[A run of records]
* * * * * * *

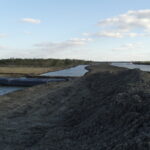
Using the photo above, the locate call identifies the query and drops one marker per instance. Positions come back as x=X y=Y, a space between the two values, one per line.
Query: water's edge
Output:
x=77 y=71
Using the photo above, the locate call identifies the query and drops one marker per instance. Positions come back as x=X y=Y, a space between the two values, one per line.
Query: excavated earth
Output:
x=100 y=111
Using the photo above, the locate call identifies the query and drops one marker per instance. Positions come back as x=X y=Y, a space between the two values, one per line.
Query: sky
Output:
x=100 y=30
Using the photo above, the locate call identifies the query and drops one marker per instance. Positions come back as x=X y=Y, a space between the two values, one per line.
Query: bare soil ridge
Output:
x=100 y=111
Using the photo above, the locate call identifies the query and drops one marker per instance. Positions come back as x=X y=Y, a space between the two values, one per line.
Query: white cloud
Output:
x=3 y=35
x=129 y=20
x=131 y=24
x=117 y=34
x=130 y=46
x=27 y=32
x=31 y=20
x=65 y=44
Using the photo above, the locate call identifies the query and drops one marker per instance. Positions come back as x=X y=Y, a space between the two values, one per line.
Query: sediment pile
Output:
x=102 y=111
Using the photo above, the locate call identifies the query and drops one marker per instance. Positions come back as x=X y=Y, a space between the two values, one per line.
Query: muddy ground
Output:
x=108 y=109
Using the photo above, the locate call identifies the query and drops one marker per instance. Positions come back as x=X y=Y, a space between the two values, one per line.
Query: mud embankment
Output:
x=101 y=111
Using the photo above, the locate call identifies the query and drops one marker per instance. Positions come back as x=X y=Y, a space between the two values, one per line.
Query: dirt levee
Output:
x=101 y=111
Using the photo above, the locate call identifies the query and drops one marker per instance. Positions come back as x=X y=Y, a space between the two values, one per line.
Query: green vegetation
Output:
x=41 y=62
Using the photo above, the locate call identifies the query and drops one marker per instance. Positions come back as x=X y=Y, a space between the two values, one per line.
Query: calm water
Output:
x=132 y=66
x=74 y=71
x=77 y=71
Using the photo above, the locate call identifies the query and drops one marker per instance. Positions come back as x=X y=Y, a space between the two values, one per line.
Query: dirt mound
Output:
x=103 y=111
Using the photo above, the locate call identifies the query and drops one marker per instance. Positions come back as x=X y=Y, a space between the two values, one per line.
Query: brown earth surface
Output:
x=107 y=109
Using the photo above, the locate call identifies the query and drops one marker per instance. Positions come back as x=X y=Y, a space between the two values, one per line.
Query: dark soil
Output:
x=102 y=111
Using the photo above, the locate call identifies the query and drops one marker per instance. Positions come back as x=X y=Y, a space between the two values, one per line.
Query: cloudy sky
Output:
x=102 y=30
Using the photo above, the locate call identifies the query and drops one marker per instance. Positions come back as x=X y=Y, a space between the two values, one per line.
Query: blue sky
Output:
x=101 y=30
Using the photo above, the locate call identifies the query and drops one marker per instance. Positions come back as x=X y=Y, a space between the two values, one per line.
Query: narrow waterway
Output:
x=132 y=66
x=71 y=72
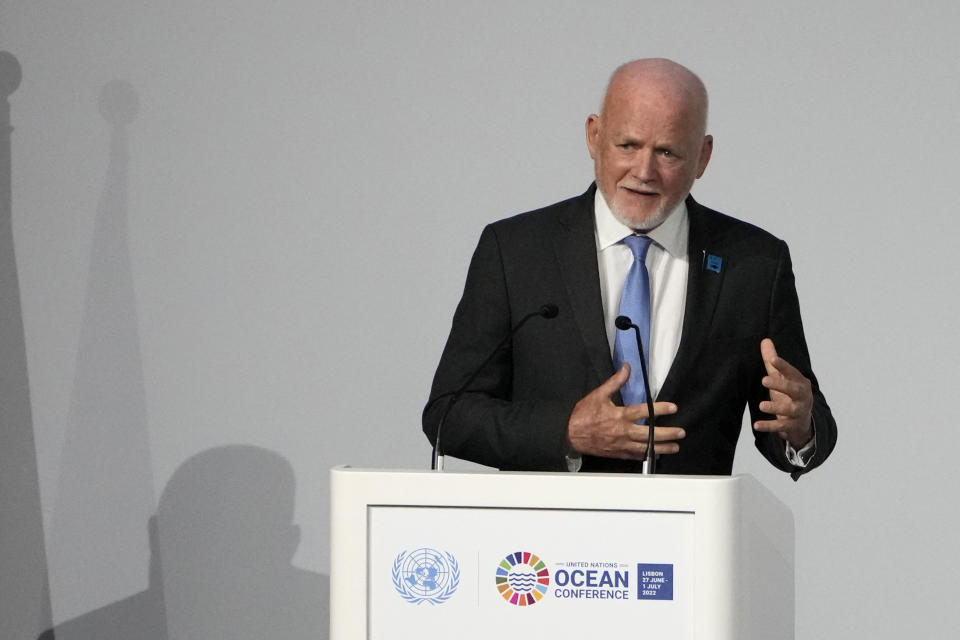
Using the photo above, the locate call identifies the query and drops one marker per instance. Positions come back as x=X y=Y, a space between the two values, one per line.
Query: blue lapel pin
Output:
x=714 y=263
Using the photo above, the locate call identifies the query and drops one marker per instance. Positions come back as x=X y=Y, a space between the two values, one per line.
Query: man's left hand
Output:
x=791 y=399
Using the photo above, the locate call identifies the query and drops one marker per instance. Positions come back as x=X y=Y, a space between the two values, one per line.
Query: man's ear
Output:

* * * * * * *

EXERCISE INSTRUCTIONS >> How many lines of the listing above contain the string "soil"? Reply with the count alone.

FULL SOLUTION >> 2